Problem requirements
Exactly reproduce each entry, leaving out nothing.

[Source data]
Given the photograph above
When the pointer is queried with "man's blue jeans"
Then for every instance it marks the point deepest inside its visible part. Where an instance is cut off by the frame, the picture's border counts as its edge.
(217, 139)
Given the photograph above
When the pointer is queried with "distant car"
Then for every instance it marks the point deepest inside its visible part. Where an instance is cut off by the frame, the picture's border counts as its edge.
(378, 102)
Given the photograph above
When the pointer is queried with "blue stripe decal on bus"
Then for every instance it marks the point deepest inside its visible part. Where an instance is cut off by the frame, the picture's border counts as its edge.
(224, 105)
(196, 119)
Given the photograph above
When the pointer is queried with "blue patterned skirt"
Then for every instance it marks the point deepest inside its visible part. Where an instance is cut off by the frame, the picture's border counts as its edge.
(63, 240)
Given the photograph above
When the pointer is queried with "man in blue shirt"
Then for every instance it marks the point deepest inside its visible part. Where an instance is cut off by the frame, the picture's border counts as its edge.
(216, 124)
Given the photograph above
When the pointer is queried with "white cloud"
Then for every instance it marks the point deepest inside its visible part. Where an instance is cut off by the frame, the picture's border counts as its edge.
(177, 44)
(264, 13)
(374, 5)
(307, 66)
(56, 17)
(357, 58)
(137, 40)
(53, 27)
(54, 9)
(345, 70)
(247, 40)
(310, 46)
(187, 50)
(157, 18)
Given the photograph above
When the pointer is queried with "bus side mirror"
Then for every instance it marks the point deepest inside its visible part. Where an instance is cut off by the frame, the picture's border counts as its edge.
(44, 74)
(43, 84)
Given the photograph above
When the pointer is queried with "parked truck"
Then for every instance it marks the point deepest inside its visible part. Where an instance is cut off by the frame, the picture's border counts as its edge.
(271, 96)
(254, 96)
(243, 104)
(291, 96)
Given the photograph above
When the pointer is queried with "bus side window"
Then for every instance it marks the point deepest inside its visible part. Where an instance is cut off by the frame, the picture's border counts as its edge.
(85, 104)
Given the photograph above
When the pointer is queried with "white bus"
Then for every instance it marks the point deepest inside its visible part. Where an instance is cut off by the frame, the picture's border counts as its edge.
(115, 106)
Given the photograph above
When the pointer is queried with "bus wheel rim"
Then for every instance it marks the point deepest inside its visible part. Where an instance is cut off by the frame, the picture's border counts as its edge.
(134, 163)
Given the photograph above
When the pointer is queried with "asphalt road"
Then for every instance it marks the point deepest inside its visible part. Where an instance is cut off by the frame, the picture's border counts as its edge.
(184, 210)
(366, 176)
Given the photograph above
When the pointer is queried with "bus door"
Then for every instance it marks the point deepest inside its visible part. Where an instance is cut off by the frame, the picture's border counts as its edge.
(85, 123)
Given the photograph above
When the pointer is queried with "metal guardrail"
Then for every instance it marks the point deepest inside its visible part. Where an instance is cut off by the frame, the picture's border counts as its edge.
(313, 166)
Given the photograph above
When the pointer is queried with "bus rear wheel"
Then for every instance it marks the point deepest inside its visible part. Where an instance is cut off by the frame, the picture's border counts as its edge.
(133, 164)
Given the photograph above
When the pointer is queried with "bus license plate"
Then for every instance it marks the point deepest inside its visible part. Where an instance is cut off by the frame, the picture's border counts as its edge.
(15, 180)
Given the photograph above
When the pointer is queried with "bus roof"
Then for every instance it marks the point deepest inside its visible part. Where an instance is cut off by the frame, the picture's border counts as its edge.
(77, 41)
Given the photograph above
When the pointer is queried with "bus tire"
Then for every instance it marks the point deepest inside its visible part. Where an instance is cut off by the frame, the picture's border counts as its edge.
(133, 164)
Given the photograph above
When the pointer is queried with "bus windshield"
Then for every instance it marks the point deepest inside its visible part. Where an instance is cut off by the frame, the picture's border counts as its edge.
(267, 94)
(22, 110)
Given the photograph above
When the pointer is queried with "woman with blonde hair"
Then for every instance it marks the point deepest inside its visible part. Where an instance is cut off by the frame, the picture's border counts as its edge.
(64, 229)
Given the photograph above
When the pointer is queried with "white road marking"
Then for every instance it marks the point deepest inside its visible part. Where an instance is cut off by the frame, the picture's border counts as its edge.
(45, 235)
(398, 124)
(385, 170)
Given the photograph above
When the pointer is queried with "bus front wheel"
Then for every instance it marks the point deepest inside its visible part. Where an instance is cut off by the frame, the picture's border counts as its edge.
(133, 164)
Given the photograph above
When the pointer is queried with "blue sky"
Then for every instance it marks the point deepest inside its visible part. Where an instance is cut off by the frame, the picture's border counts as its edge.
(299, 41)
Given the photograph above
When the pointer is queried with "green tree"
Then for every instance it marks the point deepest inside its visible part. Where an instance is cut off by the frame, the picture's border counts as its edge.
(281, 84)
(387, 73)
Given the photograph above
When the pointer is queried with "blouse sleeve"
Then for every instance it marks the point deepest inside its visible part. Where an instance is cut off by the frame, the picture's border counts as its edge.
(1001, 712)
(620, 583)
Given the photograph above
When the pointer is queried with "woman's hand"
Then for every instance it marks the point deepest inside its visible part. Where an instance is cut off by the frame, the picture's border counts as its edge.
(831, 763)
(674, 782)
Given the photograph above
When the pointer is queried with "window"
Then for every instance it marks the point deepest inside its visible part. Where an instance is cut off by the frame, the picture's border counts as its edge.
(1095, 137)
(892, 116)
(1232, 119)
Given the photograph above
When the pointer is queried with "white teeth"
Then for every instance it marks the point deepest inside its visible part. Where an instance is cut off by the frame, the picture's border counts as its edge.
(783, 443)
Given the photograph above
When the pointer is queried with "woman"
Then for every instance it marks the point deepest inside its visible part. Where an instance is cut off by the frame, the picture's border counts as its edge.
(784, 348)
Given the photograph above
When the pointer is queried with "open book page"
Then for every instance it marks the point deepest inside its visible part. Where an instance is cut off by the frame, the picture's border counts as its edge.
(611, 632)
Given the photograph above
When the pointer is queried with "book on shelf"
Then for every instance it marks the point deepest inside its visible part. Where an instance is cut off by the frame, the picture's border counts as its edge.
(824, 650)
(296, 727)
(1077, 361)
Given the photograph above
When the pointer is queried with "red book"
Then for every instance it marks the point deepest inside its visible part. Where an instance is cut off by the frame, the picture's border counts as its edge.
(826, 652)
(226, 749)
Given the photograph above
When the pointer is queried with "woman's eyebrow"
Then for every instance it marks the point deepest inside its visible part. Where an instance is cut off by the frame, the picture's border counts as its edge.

Written solution
Given the photograph above
When the pointer is queried with "man's blue jeans"
Then for every instance it marks the point deepest inside its visible part. Where an instance is cut off by the frame, the picture's border counts as its edge.
(217, 139)
Given the photograph above
When the pointer is queried with "distant car"
Then for every instance it marks the point deepest inside its visible part. Where an instance is cut off by the frame, the picture's border counts as its edge.
(378, 102)
Given the photograph above
When the pointer is queried with "blue stripe decal on bus"
Then for every instance it marks the point deepest inside its visible part. Where an instance is cut off by the frame, the picture's border counts as its edge.
(224, 105)
(196, 119)
Given the photograph above
When the pointer is queried with "blue patterned skirt"
Then for every instance it marks the point deepest inside its visible part. Where an instance is cut off by the frame, the picture's border counts as its edge.
(63, 240)
Given the photograph above
When the pointer is queried with "man in blue shirt"
Then for every instance it marks the point deepest inside its visible part. Where an instance is cut off by the frame, the picture's border counts as its edge.
(216, 124)
Given the photograph above
When the pointer is queried with "white cloud"
Then for every instance it marks the point deepest inside its visible part. Where an instance is cut off by the frame, the picture's border counts as its edge.
(177, 44)
(264, 13)
(374, 5)
(307, 66)
(56, 17)
(357, 58)
(137, 40)
(53, 27)
(54, 9)
(345, 70)
(247, 40)
(310, 46)
(187, 50)
(157, 18)
Given the photograph above
When the pointer is queried with "bus side mirror"
Then for every instance it marks the point deepest inside its visible part. Where an instance is cut off by the frame, the picture's border counts as its edge.
(44, 74)
(43, 84)
Given the photograph above
When the pointer is queried with "parked truck"
Then for every instance it marks the point deepest inside its visible part. Where an instance is cut off by the frame, the picture's border counts as its edge.
(271, 96)
(254, 96)
(243, 104)
(291, 96)
Given the photograph above
When the pointer is queried with "bus side window"
Then for every instance it marks the point deepest inside its visible part. Where an instance is cut off by the frame, the picture's border counts as its edge.
(85, 104)
Given the photograph above
When the pointer is queried with "white bus"
Then for every instance it marks the point deepest inside its visible part. Where an instance is cut off by the frame, the picture's border counts as its edge.
(115, 106)
Given the photograph above
When the pointer is queried with "bus wheel rim"
Then for every instance it marks the point deepest inside its visible part. Where an instance is cut off by the frame, the picture's border counts as its edge.
(134, 163)
Given the photograph above
When the pointer is queried with "asphalt road"
Then for every instance it marks the point deepest inside its visible part. Where an instance is cut off by the frame, the picture's border counts as its edge.
(184, 210)
(366, 176)
Given the photograph above
When the pointer is queried with "bus door"
Then for every instance it marks the point deepest inside its visible part. Where an instance is cut off by the frame, the picture's border counts as its edge.
(85, 123)
Given the photograph above
When the pointer is queried with "metal guardrail"
Then for every instance it marks the point deepest inside its visible part. Where an instance is cut off by the frame, the picture's border counts as its edge.
(313, 166)
Given the photograph above
When the pointer is queried with "bus rear wheel"
Then for every instance it marks the point deepest inside its visible part. Where an instance is cut off by the frame, the picture's border counts as its edge.
(133, 164)
Given the photograph above
When the pointer is queried with "bus license plate"
Then for every instance it marks the point deepest inside its visible part. Where an instance is cut off by the frame, the picture's border counts as its edge.
(15, 180)
Given the photograph above
When the pointer is queried with "bus roof"
Then for every instance it marks the point deepest inside its visible part. Where an instance is cut off by the frame, the picture's border counts as its edge.
(77, 41)
Given the photograph above
When the pointer is queried with "bus tire"
Then for every instance it marks the point deepest inside its visible part. Where an instance is cut off by the frame, the picture's border counts as its edge.
(133, 164)
Given the photograph above
When the pointer is queried with "bus windshield"
Then for every instance it marks the point deepest inside its visible part. Where an instance is cut off by the frame, the picture's border counts as its edge.
(267, 94)
(22, 110)
Given the photograph above
When the pointer is queried with "woman with blonde hair"
Then for every instance it marks the point deepest inside its visible part. Where an instance is cut off by the frame, the picture's border counts as its edge.
(64, 229)
Given the photograph above
When the pointer is queried with "white road marking"
Then for every instance it marks the point deepest inside its visible part. Where an instance is cut off by the frame, the picture's border counts as its edge.
(45, 235)
(398, 124)
(385, 170)
Given the photograph above
When the pointer is queried with "bus front wheel"
Then for every instance it marks the point deepest inside its visible part. Where an instance is cut off by the frame, the picture's border counts as its edge.
(133, 164)
Given the photograph above
When the pointer is queried with "blue sky"
Then for every instance it marks the point deepest inside its visible part. Where an instance is cut off by the frame, the picture's border counts as its edge.
(299, 41)
Given the photograph above
When the pointer is queried with "green tree"
Then for every instance it marks the point deepest inside its visible part. Where an instance is cut off by the frame, the picture's border counts as its edge.
(281, 84)
(387, 73)
Given the photograph above
When the pointer is queried with "blouse sleeve"
Then for every instance it marks the point deepest inside its visible part. Where an instance is cut off by the frame, the picture's border counts as its edge.
(1001, 712)
(620, 583)
Given the photograph above
When the pointer is queried with "woman's hand"
Then for every instance it marks the point deepest inside its visible part. Where an instance is cut off by the frame, the picture's border counts as its edge.
(831, 763)
(674, 782)
Given the photograph above
When the pointer is queried with "window"
Then for every instance it marks the point deepest inside its visible part. Where an instance is cut off by the frame, the picture's border counts as its edge.
(1095, 137)
(892, 116)
(1232, 119)
Given the photograph above
When the pointer is queried with "white teeth"
Then for every instance it marks the point deepest inside its visible part. Where an instance is cut off by the frame, the picture's border counts as its edge.
(783, 443)
Given the photograph above
When the pointer is queried with "woman"
Then for every instance it marks the point deepest inside its visible part. Where an instance is cut off by the frame, the picture's border counts as its edge.
(784, 348)
Given the photograph above
When the pointer is queried with "open book page"
Then for every instance it marks the point deepest inside its visible part. Where an instance is cut off by the frame, the picture's border counts as its edge.
(611, 632)
Given the photograph above
When the pointer is queried with "book on shelf"
Then for every instance it marks the point deepest inside its visible part. Where an instance is cut off by the frame, the picture's border counts as its edge.
(824, 650)
(296, 727)
(1077, 361)
Given the photograph above
When the pointer is queried with "red book"
Then for every instance it marks the point deepest inside its visible part. Where an instance is cut off by the frame, the picture's border counts as its edge.
(826, 652)
(226, 749)
Given the photograph above
When the pointer is queried with "woman's eyebrow"
Then for every instance it marks the point deepest inside its visible part. Where an instance is cut off by the frame, the picture's border counts as its edge.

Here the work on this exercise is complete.